Assignment => Please answer from the passage on BSF and organic waste: which two unfavourable bacteria in the substrate might the larvae's antimicrobial peptides help reduce?

Document segment =>
# # # # #

In the digestive tract, microbial communities play a prominent role in essentially all animals. This has been extensively investigated in humans [49] and farmed animals [50] but generally lacking in industrially reared insects such as BSF. Investigations of the gut microbiota of only a limited number of insect taxa thus far have revealed the critical role of gut microorganisms in nutrition, physiology, immune response and pathogen resistance [48]. The microorganisms in the insect gut can be highly complex comprising of protists, fungi, archaea, and bacteria which can be maternally transmitted, acquired from social interaction or from the environment such as diet [48]. Little is known on the role of gut microbiota on the physiology of BSF though a study shown that bacteria isolated from the BSF eggs significantly enhanced oviposition when the culture was used as an attractant [51]. However, the composition of bacteria coevolving in the substrate can override and colonize the host gut microbiome in other insects such as drosophila potentially affecting nutrient acquisition and growth [52], preliminary study also suggests similar interaction in BSF [53] but further investigation is required to establish mechanistic understanding. In addition to larvae development, BSF larvae are able to express a wide spectrum of antimicrobial peptides many of which are induced by bacterial load in the feedstock and the types of diet [54]. This could potentially contribute to the reduction of unfavourable bacteria such as Escherichia coli and Salmonella enterica in the substrate [55,56]. The ability of BSF larvae to grow and utilize a range of organic substrates raises intriguing questions toward the structure and function of their gut microbiome which can be exploited for the development of probiotic or cultures that can be used for bio-augmentation to enhance the breakdown of specific waste streams or improve growth, development, reproduction and immunity leading to overall process optimization. These capabilities and characteristics of BSF appear particularly promising in the context of urban and post-consumer waste recycling using BSF cultures, both in terms of ensuring biosecurity and extraction optimization.
While various biological treatment processes have been developed and applied to treat organic wastes, insect bioconversion alone allows for the recapture of nutrient losses in the food supply chain. Nutrients are converted directly to proteins coincident with mitigation of organic waste production, thus enabling a circular economy. This is especially attractive in urban settings that have a high rate of organic waste production. Insect protein produced from organic waste is a sustainable alternative to current protein sources for compound feeds in the livestock, poultry and aquaculture industries. However, considering the immense size of the feed market, production of insect biomass needs to be stable and significantly increased in volume for it to be an economically competitive replacement. In addition, the end product also needs to be consistent in quality and safe. To achieve this, we have highlighted in this review some challenging aspects of rearing and production that can only be solved with an integrated approach involving regulators, entomologists, bioprocess engineers, industry and end users.
The authors would like to thank Dr. Thomas William Seviour for providing critical feedback on the manuscript.
The authors declare no conflict of interest.

# # # # #

Recorded data =>
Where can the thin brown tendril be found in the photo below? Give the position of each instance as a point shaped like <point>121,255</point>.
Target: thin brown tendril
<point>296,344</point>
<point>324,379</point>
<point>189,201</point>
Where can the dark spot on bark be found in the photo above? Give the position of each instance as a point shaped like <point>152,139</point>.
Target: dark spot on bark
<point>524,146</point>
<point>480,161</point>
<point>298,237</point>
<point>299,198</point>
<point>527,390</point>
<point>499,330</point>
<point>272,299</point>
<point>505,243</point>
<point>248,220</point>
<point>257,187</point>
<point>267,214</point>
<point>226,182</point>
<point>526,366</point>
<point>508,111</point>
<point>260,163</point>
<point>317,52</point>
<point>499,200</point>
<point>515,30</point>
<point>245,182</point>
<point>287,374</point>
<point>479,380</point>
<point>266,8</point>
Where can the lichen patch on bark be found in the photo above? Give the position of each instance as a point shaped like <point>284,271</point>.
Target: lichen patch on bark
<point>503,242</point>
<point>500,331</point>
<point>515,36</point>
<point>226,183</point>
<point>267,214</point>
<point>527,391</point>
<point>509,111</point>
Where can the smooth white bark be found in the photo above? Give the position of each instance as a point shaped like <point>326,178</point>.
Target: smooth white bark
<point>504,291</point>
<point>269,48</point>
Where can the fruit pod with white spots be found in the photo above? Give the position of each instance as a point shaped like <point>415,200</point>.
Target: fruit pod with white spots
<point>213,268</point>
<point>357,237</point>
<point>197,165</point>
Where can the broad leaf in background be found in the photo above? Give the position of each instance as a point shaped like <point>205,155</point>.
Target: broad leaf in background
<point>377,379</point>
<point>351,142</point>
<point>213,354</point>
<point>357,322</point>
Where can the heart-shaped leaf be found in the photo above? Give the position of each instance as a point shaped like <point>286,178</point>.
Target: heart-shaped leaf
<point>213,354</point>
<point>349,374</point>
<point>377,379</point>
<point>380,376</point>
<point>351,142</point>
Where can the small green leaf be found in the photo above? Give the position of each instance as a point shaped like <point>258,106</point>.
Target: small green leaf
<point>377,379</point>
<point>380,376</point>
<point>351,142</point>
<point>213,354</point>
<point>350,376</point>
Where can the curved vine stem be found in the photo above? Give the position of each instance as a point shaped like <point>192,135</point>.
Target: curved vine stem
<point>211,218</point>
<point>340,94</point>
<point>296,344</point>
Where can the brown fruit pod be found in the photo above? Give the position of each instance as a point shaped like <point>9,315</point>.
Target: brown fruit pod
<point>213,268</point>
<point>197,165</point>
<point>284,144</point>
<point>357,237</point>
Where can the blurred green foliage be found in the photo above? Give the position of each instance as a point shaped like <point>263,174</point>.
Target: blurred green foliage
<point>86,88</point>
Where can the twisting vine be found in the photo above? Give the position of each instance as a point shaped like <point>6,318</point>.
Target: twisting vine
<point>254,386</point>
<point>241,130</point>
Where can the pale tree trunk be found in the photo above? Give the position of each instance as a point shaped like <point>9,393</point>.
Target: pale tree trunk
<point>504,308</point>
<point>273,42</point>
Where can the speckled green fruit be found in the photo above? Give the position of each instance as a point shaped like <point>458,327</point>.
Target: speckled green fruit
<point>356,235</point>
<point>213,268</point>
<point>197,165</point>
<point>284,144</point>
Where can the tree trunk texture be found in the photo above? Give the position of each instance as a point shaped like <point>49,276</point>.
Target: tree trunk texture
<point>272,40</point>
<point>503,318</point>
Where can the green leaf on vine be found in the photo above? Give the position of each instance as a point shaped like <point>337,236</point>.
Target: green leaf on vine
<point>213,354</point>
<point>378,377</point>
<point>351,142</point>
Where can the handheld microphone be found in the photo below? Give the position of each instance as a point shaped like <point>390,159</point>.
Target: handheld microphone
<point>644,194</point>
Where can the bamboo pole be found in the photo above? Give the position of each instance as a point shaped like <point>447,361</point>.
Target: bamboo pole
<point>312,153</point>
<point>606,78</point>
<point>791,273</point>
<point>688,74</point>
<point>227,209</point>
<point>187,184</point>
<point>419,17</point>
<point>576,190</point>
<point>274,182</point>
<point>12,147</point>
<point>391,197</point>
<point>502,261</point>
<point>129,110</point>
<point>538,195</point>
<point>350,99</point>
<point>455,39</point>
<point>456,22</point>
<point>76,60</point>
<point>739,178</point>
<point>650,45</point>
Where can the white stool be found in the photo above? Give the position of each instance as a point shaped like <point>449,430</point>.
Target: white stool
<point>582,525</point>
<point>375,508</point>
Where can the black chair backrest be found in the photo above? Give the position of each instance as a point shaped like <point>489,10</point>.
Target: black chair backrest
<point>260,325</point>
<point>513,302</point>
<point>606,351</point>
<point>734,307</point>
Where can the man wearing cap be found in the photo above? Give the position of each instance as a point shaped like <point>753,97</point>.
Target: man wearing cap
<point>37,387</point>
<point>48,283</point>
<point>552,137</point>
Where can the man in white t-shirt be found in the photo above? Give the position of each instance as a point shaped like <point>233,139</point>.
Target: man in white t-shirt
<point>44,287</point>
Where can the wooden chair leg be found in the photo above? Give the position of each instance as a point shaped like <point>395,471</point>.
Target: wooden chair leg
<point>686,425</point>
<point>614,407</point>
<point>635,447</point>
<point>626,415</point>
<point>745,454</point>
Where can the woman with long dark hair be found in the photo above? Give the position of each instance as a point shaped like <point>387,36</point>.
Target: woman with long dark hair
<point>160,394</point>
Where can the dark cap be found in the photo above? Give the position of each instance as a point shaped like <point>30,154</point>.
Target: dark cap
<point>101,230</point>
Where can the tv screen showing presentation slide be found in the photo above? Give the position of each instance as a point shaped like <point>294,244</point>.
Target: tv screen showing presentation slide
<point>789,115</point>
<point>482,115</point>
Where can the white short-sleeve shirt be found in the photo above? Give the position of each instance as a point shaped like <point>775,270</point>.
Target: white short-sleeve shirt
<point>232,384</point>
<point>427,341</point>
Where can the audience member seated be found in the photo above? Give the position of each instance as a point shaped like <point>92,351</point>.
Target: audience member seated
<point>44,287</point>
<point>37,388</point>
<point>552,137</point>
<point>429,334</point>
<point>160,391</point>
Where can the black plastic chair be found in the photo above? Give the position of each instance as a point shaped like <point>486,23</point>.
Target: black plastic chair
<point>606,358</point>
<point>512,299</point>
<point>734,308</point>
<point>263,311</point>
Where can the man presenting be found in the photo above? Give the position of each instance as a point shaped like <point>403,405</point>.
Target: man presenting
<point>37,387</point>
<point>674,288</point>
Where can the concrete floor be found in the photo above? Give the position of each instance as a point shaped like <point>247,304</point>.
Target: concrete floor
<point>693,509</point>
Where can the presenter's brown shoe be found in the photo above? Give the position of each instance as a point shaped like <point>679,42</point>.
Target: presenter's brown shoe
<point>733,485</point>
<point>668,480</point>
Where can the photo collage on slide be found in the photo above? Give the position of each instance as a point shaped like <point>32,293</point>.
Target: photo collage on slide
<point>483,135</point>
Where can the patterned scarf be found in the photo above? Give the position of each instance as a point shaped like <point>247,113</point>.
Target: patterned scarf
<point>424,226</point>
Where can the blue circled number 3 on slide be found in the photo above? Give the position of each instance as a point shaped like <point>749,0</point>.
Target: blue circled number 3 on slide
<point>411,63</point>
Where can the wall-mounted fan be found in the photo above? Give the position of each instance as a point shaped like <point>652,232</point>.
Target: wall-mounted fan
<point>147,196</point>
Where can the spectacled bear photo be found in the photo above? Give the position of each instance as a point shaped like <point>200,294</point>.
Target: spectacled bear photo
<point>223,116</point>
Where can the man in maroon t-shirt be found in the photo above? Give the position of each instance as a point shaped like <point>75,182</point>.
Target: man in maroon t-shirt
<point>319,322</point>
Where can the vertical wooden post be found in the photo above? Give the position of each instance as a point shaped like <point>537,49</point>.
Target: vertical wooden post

# # # # #

Response area => Escherichia coli and Salmonella enterica.